---------- Entries provided

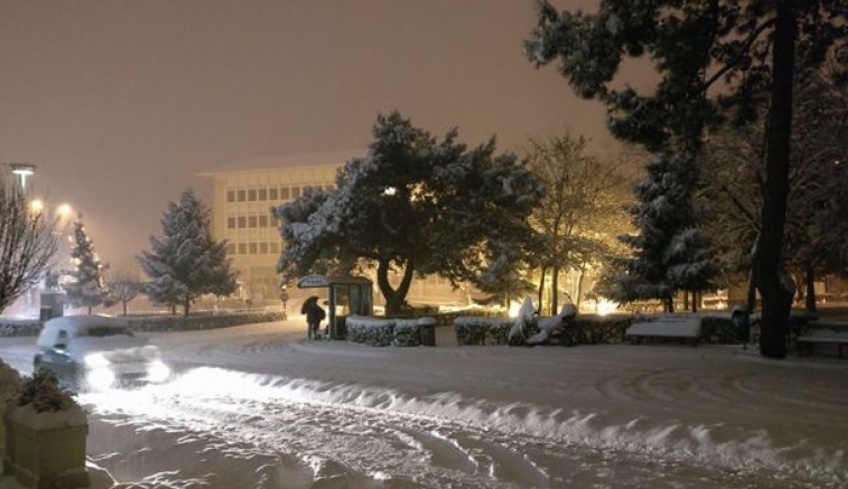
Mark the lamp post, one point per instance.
(22, 171)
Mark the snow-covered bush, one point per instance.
(192, 323)
(20, 328)
(370, 331)
(478, 330)
(384, 332)
(43, 392)
(410, 332)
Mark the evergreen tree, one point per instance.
(670, 254)
(27, 243)
(415, 205)
(86, 287)
(714, 59)
(186, 262)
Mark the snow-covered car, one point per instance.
(96, 353)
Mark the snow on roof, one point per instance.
(334, 158)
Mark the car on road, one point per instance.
(96, 353)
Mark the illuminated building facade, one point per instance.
(241, 214)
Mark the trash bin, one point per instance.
(427, 329)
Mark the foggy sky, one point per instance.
(121, 103)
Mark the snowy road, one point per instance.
(259, 406)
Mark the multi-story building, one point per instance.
(241, 214)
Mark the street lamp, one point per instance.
(22, 171)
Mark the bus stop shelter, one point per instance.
(346, 295)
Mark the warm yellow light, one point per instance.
(605, 307)
(36, 206)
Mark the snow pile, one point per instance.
(385, 332)
(481, 330)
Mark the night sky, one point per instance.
(121, 103)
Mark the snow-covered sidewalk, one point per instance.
(260, 406)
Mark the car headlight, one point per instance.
(100, 378)
(95, 360)
(157, 371)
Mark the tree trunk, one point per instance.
(394, 297)
(810, 299)
(542, 286)
(554, 291)
(580, 278)
(768, 263)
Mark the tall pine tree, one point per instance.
(186, 262)
(670, 253)
(86, 288)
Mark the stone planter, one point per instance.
(46, 450)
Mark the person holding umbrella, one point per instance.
(314, 315)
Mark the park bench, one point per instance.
(675, 328)
(823, 334)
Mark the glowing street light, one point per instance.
(22, 171)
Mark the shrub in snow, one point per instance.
(384, 332)
(193, 323)
(43, 392)
(20, 328)
(478, 330)
(370, 331)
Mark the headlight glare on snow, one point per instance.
(158, 371)
(95, 360)
(100, 378)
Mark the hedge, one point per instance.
(385, 332)
(157, 323)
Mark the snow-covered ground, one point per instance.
(260, 406)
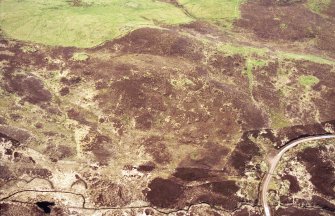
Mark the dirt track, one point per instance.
(274, 162)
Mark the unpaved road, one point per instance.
(273, 162)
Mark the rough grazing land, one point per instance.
(165, 107)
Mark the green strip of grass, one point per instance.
(59, 22)
(222, 11)
(308, 80)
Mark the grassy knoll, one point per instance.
(222, 11)
(84, 24)
(308, 80)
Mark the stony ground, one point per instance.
(172, 119)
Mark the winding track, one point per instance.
(274, 162)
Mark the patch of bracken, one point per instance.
(164, 193)
(320, 168)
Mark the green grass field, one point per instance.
(223, 11)
(58, 22)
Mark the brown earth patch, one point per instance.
(243, 153)
(5, 173)
(99, 145)
(191, 174)
(265, 91)
(270, 21)
(146, 167)
(164, 193)
(19, 209)
(246, 212)
(201, 27)
(320, 168)
(29, 87)
(16, 135)
(35, 172)
(5, 138)
(294, 184)
(134, 94)
(226, 188)
(297, 212)
(230, 203)
(108, 194)
(330, 11)
(157, 42)
(323, 203)
(156, 147)
(144, 121)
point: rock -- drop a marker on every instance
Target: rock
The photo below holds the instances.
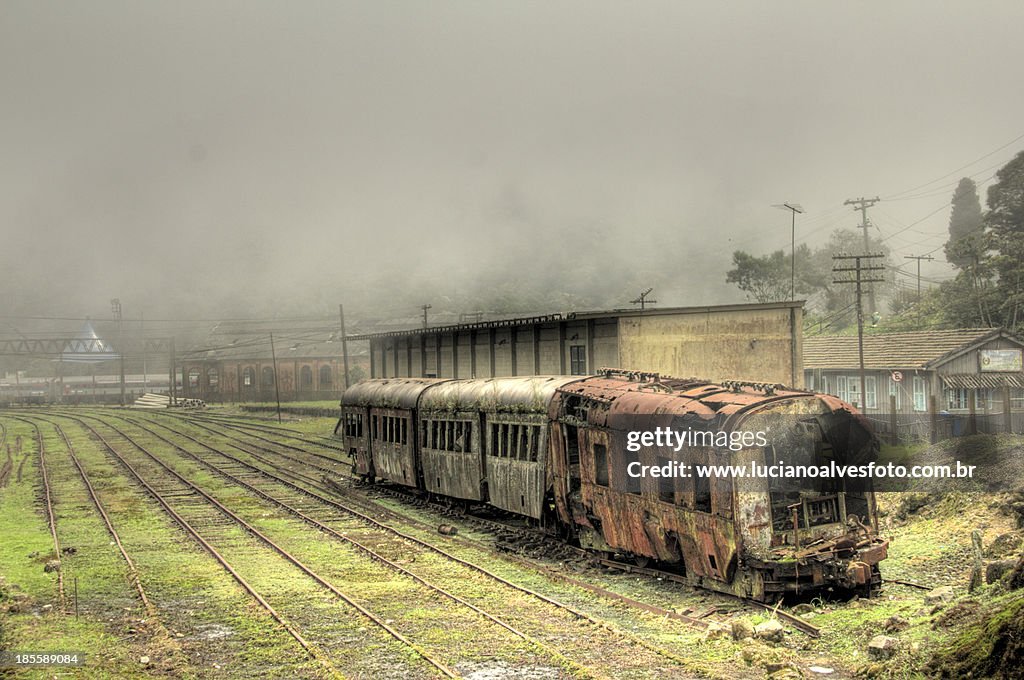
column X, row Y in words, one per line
column 995, row 570
column 940, row 595
column 741, row 629
column 882, row 646
column 770, row 631
column 782, row 671
column 1003, row 546
column 716, row 632
column 896, row 624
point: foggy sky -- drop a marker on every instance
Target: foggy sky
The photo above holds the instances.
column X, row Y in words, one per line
column 233, row 158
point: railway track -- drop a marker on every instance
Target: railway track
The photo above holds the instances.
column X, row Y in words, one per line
column 48, row 503
column 537, row 538
column 441, row 568
column 188, row 500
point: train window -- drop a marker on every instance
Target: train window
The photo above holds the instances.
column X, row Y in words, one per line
column 600, row 464
column 353, row 425
column 632, row 483
column 666, row 485
column 701, row 486
column 578, row 359
column 523, row 442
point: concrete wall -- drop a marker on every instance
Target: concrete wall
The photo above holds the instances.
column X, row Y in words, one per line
column 753, row 343
column 735, row 342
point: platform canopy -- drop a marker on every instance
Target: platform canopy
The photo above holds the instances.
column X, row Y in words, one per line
column 87, row 347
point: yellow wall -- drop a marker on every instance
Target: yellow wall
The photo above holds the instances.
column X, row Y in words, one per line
column 762, row 345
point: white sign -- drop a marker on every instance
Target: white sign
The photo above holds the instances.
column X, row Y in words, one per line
column 1000, row 359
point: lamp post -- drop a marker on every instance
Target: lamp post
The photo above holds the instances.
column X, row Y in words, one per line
column 116, row 308
column 794, row 208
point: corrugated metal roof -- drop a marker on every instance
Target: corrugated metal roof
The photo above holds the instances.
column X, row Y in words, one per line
column 983, row 380
column 919, row 349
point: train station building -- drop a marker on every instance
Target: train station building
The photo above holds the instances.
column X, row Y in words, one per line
column 757, row 342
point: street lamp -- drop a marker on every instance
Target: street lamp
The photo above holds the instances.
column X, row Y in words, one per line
column 793, row 208
column 116, row 308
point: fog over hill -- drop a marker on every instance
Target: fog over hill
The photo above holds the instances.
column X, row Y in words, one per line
column 200, row 160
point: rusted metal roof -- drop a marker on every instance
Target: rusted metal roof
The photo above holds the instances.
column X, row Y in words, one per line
column 919, row 349
column 983, row 380
column 527, row 393
column 389, row 392
column 576, row 315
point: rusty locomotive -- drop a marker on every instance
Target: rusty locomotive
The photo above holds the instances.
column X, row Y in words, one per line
column 553, row 449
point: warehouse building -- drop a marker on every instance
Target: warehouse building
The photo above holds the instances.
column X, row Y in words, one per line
column 757, row 342
column 918, row 381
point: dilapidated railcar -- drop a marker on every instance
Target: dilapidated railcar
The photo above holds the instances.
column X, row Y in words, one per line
column 378, row 427
column 487, row 440
column 556, row 450
column 726, row 533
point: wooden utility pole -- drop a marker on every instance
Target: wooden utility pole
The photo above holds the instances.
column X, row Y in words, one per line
column 642, row 300
column 276, row 378
column 862, row 205
column 919, row 258
column 116, row 308
column 344, row 348
column 862, row 263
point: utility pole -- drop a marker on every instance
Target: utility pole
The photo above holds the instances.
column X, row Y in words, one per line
column 344, row 348
column 862, row 205
column 276, row 389
column 919, row 258
column 793, row 208
column 862, row 263
column 141, row 317
column 642, row 300
column 116, row 308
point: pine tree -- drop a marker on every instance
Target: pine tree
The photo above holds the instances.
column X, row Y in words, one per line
column 1006, row 221
column 965, row 247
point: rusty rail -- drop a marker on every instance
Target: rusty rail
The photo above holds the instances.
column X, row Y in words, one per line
column 284, row 553
column 309, row 647
column 551, row 601
column 50, row 518
column 554, row 653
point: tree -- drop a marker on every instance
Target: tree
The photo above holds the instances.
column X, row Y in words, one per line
column 769, row 279
column 966, row 245
column 1005, row 220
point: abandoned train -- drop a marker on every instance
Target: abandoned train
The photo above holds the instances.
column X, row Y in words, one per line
column 553, row 449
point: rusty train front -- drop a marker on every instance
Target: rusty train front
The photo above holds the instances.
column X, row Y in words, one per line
column 556, row 450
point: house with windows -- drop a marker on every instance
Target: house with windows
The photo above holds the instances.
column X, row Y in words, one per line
column 950, row 372
column 233, row 367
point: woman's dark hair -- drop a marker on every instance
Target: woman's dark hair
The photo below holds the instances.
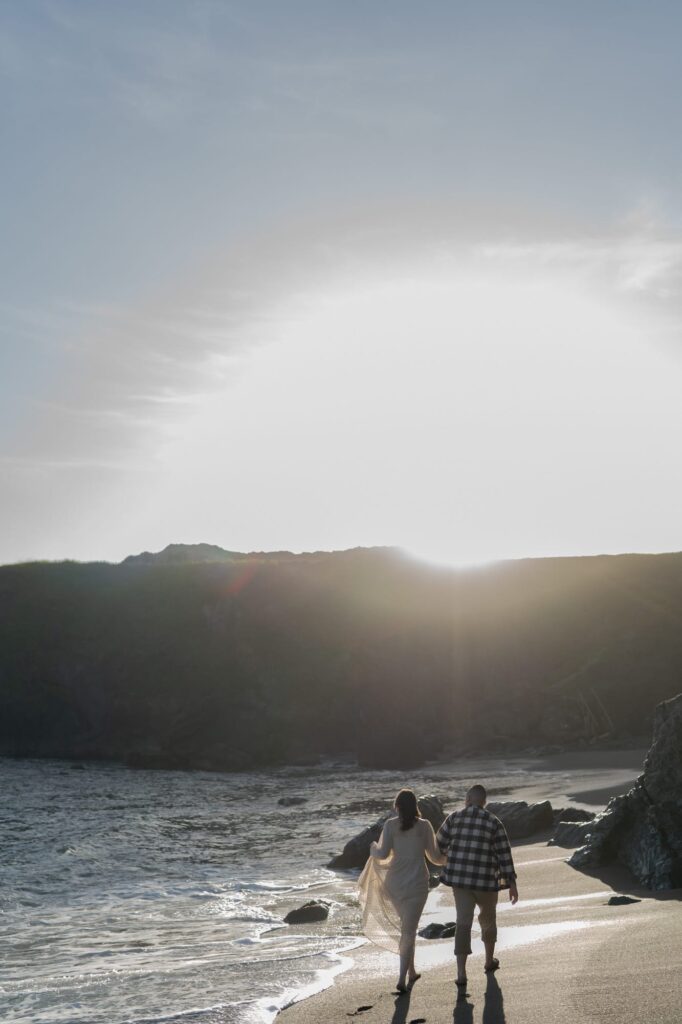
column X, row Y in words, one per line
column 406, row 805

--------------------

→ **Exercise**
What is needed is a word-for-word copy of the records above, excluding pictures.

→ **Solved problem**
Mark the lamp post, one point per instance.
(22, 171)
Mark the snow-covered bush, one point per instance.
(192, 323)
(20, 328)
(370, 331)
(478, 330)
(384, 332)
(43, 392)
(410, 332)
Mark the evergreen tree, one point per instance.
(670, 254)
(27, 243)
(415, 205)
(86, 287)
(714, 59)
(186, 262)
Mark the snow-covered car, one point per instance.
(96, 353)
Mark the snow on roof, one point per instance.
(334, 158)
Mark the car on road, one point per instance.
(96, 353)
Mark the illuminated building facade, one point per instance.
(241, 214)
Mark the trash bin, one point per instance.
(427, 329)
Mark the foggy sky, one point per instance.
(121, 103)
Mark the snowy road, one point per instance.
(259, 406)
Mark the multi-story building, one point per instance.
(241, 214)
Mark the street lamp, one point per instance.
(22, 171)
Mark the bus stop shelter, one point per instance.
(346, 295)
Mark the warm yellow light, one point per instance.
(605, 307)
(36, 206)
Mark the snow pile, one point per instance.
(385, 332)
(481, 330)
Mark the night sky, one point per instance.
(121, 103)
Mark the snow-covered sidewalk, one point per instance.
(260, 406)
Mark the car headlight, one point per instance.
(100, 378)
(95, 360)
(157, 371)
Mark the tree trunk, one point per instance.
(394, 297)
(810, 299)
(542, 286)
(554, 291)
(580, 278)
(768, 263)
Mark the tall pine tree, one point per instance.
(186, 262)
(670, 253)
(86, 288)
Mark the stone planter, one point per instance.
(46, 450)
Mark the person holding umbrella, one point per instance.
(314, 315)
Mark the park bench, one point per instance.
(675, 328)
(823, 334)
Mark the glowing street light, one point per instance.
(22, 171)
Mark the shrub in snow, one point per instance.
(384, 332)
(193, 323)
(43, 392)
(20, 328)
(478, 330)
(370, 331)
Mark the headlight glare on snow, one point per instance.
(158, 371)
(95, 360)
(100, 378)
Mark the hedge, one point per instance.
(385, 332)
(157, 323)
Mark the snow-covered ground, one point per instance.
(260, 406)
Mark the dirt track, one point per instance.
(274, 162)
Mark the unpaved road, one point per instance.
(273, 162)
Mark the rough grazing land, one point per instance.
(165, 107)
Mark the green strip of grass, one point per instance.
(59, 22)
(222, 11)
(308, 80)
Mark the grassy knoll, one point per instance.
(222, 11)
(84, 24)
(308, 80)
Mark the stony ground, one point per instance.
(172, 119)
Mark the winding track, one point per instance.
(274, 162)
Mark the patch of bracken, one point per instance.
(164, 193)
(320, 168)
Mark the green grass field, one point per instance.
(223, 11)
(58, 22)
Mark the brown earth patch, one point per instance.
(243, 153)
(5, 173)
(99, 145)
(191, 174)
(265, 91)
(270, 21)
(146, 167)
(164, 193)
(19, 209)
(246, 212)
(201, 27)
(320, 168)
(29, 87)
(16, 135)
(35, 172)
(5, 138)
(294, 184)
(134, 94)
(226, 188)
(297, 212)
(230, 203)
(108, 194)
(330, 11)
(157, 42)
(323, 203)
(156, 147)
(144, 121)
point: rock -- drop a marker on every instance
Target: rock
The photo below holds the instances.
column X, row Y in words, one per line
column 995, row 570
column 940, row 595
column 741, row 629
column 882, row 646
column 770, row 631
column 782, row 671
column 1003, row 546
column 716, row 632
column 896, row 624
point: foggy sky -- drop a marker on every instance
Target: foggy sky
The photo above holds the instances.
column X, row Y in words, one per line
column 233, row 158
point: railway track -- drop a marker on every instance
Target: railway track
The photo above holds the instances.
column X, row Y in words, one per line
column 48, row 503
column 537, row 538
column 441, row 568
column 188, row 500
point: train window -- drop a marker on every instance
Target: train window
The photo above holds the instances.
column X, row Y in words, one per line
column 600, row 464
column 353, row 425
column 632, row 483
column 666, row 485
column 701, row 486
column 578, row 359
column 523, row 442
point: concrete wall -- drop a marker on every instance
Target: concrete wall
The photo above holds the instances.
column X, row Y in words, one per line
column 753, row 343
column 735, row 342
point: platform canopy -- drop a marker on every instance
Target: platform canopy
The photo above holds the instances.
column X, row Y in words, one per line
column 87, row 347
point: yellow wall -- drop a marker on every instance
Target: yellow wall
The photo above holds the instances.
column X, row Y in words, one per line
column 762, row 345
point: white sign -- drop a marker on every instance
Target: white sign
The photo above holds the instances.
column X, row Y in words, one per line
column 1000, row 359
point: lamp post -- drop a marker on every instance
Target: lamp post
The photo above holds the instances.
column X, row Y in words, one per line
column 116, row 308
column 794, row 208
point: corrugated metal roof -- drop a marker on every instance
Target: corrugated metal roof
The photo above holds the instances.
column X, row Y in words, one per line
column 983, row 380
column 919, row 349
point: train station building -- drop a marker on every instance
Target: train station building
The photo above holds the instances.
column X, row Y in words, one per line
column 757, row 342
point: street lamp -- drop a marker on every instance
Target: street lamp
The photo above holds the instances.
column X, row Y in words, one per line
column 793, row 208
column 116, row 308
point: fog over hill -- drop a marker on every instance
Target: fog over hill
The photo above holds the instances.
column X, row Y in words, one per line
column 200, row 160
point: rusted metal roof -- drop a marker on every instance
Target: rusted metal roof
The photo above holds the instances.
column X, row Y in words, one per line
column 919, row 349
column 983, row 380
column 527, row 393
column 389, row 392
column 576, row 315
point: rusty locomotive -- drop a marker on every instance
Target: rusty locomotive
The photo above holds the instances.
column X, row Y in words, one per line
column 553, row 449
point: warehouse building -- drop a marker on every instance
Target: warehouse building
The photo above holds the instances.
column X, row Y in words, one per line
column 757, row 342
column 918, row 381
point: dilapidated railcar -- drop a marker on every instance
Target: dilapidated railcar
The photo above holds the instances.
column X, row Y in words, one per line
column 378, row 427
column 487, row 440
column 556, row 450
column 726, row 533
point: wooden utility pole -- drop a marker on every instance
Target: wooden utility pole
The photo above holds the instances.
column X, row Y in words, one per line
column 642, row 300
column 276, row 378
column 862, row 205
column 919, row 258
column 116, row 308
column 344, row 348
column 862, row 263
point: utility pole -- drop a marker on every instance
Target: utility pole
The photo above holds the instances.
column X, row Y in words, one per line
column 344, row 348
column 862, row 205
column 276, row 389
column 919, row 258
column 793, row 208
column 862, row 263
column 141, row 317
column 642, row 300
column 116, row 308
point: pine tree -- drop a marker on every instance
Target: pine tree
The photo above holds the instances.
column X, row Y in words, one per line
column 1006, row 221
column 965, row 247
point: rusty rail -- drop a marker on every instance
Target: rusty rail
The photo above holds the instances.
column X, row Y in words, one per line
column 284, row 553
column 309, row 647
column 551, row 601
column 50, row 518
column 554, row 653
point: tree -- drop a marker on every instance
Target: tree
The photo above holds the instances.
column X, row Y in words, one per line
column 769, row 279
column 966, row 245
column 1005, row 220
point: abandoned train -- drop a marker on every instance
Target: abandoned train
The photo above holds the instances.
column X, row Y in words, one per line
column 553, row 449
point: rusty train front -- drop a marker on every instance
Target: rusty train front
The photo above holds the instances.
column X, row Y in words, one per line
column 556, row 450
point: house with windows -- drop a marker on every instance
Target: house with windows
The photo above holds the instances.
column X, row Y in words, one per line
column 950, row 372
column 233, row 367
point: woman's dark hair -- drop a marker on every instance
Target: woman's dark hair
The photo below holds the instances.
column X, row Y in words, one per line
column 406, row 805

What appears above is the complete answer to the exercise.